SUPPLIED MATERIAL:
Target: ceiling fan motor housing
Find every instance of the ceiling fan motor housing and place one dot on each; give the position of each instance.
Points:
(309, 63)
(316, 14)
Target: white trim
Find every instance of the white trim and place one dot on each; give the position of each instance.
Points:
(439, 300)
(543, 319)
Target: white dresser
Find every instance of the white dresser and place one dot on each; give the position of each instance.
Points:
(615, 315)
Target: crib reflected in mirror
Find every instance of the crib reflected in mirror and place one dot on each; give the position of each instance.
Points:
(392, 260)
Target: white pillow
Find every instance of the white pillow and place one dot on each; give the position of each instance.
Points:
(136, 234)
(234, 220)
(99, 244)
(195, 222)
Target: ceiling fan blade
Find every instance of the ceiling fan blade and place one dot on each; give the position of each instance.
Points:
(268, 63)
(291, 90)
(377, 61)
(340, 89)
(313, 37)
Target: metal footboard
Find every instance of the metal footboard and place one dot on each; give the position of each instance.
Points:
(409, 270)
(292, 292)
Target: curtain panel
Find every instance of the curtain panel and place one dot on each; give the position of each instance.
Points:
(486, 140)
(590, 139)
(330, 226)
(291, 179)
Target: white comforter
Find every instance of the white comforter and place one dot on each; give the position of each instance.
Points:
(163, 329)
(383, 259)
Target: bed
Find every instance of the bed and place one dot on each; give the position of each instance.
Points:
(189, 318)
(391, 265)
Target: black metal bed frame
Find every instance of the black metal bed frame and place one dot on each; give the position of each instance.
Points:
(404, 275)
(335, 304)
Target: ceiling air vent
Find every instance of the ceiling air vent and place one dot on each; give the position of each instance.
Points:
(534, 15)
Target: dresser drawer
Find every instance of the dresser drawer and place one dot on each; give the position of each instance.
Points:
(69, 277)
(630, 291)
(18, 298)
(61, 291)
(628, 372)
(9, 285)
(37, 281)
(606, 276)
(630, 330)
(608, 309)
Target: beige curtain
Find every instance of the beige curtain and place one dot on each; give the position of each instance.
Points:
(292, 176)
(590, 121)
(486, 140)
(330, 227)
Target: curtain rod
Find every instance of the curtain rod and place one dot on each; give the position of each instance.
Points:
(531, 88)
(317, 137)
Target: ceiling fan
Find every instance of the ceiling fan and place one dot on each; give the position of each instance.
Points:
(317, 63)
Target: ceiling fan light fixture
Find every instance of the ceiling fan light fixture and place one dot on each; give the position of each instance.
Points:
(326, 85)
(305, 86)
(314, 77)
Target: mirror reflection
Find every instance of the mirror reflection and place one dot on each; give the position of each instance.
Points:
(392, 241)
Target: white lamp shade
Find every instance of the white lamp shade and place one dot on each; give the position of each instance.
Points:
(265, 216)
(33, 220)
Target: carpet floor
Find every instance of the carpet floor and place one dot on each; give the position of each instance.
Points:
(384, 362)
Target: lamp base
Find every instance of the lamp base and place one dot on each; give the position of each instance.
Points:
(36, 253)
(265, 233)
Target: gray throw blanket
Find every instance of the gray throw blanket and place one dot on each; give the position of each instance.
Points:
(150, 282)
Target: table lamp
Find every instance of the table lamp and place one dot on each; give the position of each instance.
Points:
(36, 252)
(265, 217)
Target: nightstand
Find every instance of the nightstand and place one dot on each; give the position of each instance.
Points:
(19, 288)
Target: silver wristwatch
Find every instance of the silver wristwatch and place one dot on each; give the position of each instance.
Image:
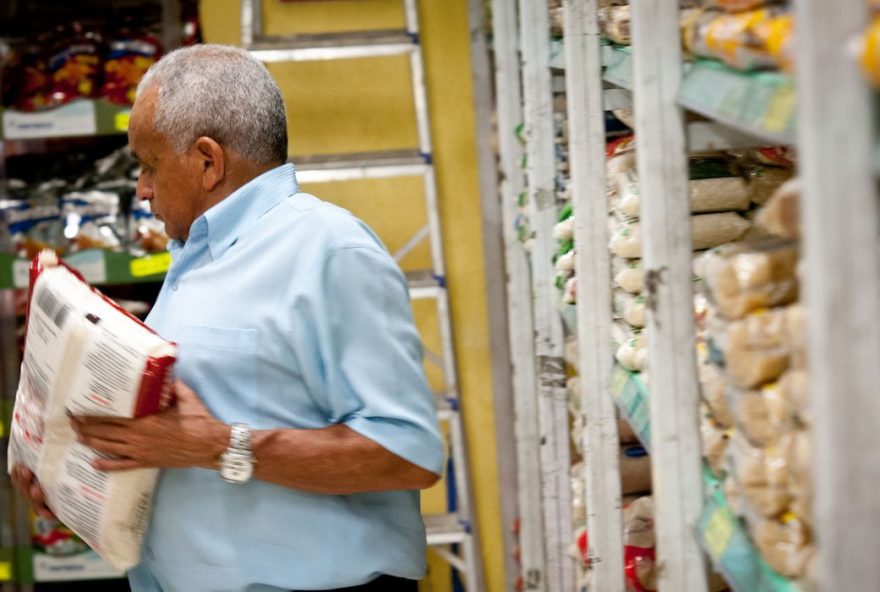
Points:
(237, 463)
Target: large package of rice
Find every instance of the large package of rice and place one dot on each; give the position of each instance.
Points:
(85, 356)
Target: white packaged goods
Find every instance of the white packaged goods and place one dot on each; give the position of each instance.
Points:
(85, 356)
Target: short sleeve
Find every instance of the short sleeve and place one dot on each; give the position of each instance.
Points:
(373, 366)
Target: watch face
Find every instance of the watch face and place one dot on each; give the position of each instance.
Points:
(236, 467)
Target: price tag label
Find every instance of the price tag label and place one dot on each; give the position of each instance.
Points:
(75, 119)
(718, 532)
(780, 109)
(150, 265)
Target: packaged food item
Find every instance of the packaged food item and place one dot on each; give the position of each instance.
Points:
(763, 415)
(130, 54)
(735, 5)
(707, 231)
(147, 232)
(83, 355)
(633, 354)
(639, 553)
(781, 215)
(757, 348)
(869, 52)
(715, 439)
(752, 468)
(91, 220)
(734, 38)
(629, 307)
(26, 77)
(744, 277)
(75, 66)
(784, 543)
(628, 275)
(617, 25)
(713, 389)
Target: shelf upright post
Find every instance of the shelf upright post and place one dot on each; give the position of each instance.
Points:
(508, 93)
(667, 258)
(586, 118)
(841, 288)
(549, 347)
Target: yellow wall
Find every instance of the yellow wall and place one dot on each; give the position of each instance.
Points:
(352, 106)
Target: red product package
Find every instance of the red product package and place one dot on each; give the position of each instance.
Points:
(130, 56)
(84, 355)
(75, 66)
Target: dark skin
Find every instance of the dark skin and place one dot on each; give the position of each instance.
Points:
(334, 460)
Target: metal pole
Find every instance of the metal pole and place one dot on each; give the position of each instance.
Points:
(841, 289)
(667, 259)
(508, 94)
(552, 405)
(586, 117)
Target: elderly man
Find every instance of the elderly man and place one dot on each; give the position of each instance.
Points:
(304, 425)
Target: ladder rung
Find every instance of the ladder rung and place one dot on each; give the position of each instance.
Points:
(445, 529)
(333, 46)
(361, 165)
(423, 284)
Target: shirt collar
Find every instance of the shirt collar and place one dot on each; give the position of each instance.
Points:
(226, 220)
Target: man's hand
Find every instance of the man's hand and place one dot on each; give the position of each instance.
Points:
(26, 484)
(185, 435)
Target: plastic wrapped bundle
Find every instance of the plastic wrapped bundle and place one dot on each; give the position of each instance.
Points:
(707, 231)
(630, 308)
(639, 545)
(761, 475)
(737, 39)
(743, 277)
(780, 216)
(757, 348)
(628, 275)
(713, 388)
(785, 543)
(85, 356)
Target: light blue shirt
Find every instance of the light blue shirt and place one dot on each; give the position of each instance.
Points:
(289, 313)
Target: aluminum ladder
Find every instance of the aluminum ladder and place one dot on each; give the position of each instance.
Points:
(452, 535)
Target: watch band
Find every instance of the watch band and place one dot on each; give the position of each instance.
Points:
(240, 437)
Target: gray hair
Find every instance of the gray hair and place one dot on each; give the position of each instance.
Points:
(221, 92)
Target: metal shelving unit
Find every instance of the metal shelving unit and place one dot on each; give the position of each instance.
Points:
(825, 111)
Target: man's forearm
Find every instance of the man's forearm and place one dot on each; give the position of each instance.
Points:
(332, 460)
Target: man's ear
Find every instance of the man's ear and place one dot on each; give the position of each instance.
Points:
(211, 162)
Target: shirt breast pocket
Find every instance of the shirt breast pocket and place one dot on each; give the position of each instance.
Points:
(221, 365)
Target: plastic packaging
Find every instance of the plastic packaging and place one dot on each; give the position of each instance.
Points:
(757, 348)
(628, 275)
(130, 55)
(743, 277)
(707, 231)
(781, 215)
(639, 545)
(85, 356)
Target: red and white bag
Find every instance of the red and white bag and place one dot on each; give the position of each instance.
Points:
(86, 356)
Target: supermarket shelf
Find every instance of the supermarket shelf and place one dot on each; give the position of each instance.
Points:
(760, 105)
(333, 46)
(631, 396)
(445, 529)
(97, 267)
(365, 165)
(25, 565)
(733, 554)
(82, 117)
(100, 267)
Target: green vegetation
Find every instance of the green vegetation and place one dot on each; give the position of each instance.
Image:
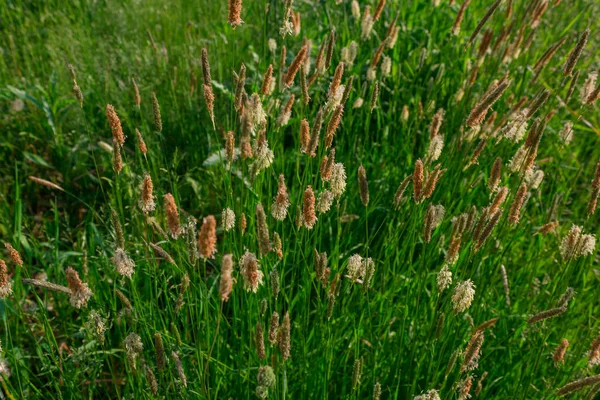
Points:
(368, 313)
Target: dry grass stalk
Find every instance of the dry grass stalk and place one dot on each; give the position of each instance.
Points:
(544, 315)
(235, 12)
(485, 18)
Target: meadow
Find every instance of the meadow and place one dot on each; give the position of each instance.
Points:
(299, 199)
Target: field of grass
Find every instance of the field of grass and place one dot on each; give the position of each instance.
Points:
(434, 239)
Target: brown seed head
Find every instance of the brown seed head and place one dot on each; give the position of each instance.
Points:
(13, 254)
(559, 353)
(575, 54)
(273, 328)
(156, 111)
(235, 12)
(294, 67)
(207, 237)
(172, 215)
(266, 85)
(115, 125)
(285, 343)
(141, 143)
(337, 79)
(308, 208)
(80, 292)
(117, 159)
(515, 208)
(226, 282)
(5, 285)
(333, 124)
(418, 177)
(363, 185)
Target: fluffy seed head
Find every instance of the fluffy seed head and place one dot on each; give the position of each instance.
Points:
(226, 282)
(253, 277)
(309, 217)
(463, 296)
(146, 202)
(115, 125)
(285, 343)
(235, 11)
(80, 292)
(123, 263)
(156, 111)
(444, 278)
(559, 353)
(5, 284)
(172, 215)
(262, 230)
(13, 254)
(363, 185)
(228, 219)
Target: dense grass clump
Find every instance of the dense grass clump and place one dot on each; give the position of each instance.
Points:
(299, 199)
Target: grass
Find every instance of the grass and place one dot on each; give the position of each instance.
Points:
(401, 328)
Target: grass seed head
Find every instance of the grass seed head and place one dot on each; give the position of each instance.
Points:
(80, 292)
(207, 237)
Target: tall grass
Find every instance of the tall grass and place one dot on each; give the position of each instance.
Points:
(401, 206)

WHAT IS BEING ASKED: Find the line containing "Target: fluffy seed head" in the material above. Print it and every line after it through the end, exactly and only those.

THE ANSWER:
Target: fluffy seed head
Find every instance of the fluffy seed head and place one dot on each; give the position of each instance.
Points:
(226, 282)
(253, 277)
(309, 217)
(463, 296)
(146, 202)
(115, 125)
(285, 343)
(235, 11)
(80, 292)
(123, 263)
(156, 111)
(444, 278)
(559, 353)
(5, 284)
(172, 215)
(262, 230)
(13, 254)
(363, 185)
(228, 219)
Target: dense grass clump
Find every instance of the dense grass clump and place one dot on each; give the position of each instance.
Points:
(299, 199)
Target: grass
Find every instance of the grass and place one dot on each; give the position of each instance.
Points:
(401, 328)
Target: grass seed head
Find every instance of the grass seed head and place one dot on each; give the position of each instance.
Points:
(80, 292)
(207, 237)
Target: tall grass
Find every instance of the tall grass and place one dot on each; give the position of each instance.
Points:
(401, 206)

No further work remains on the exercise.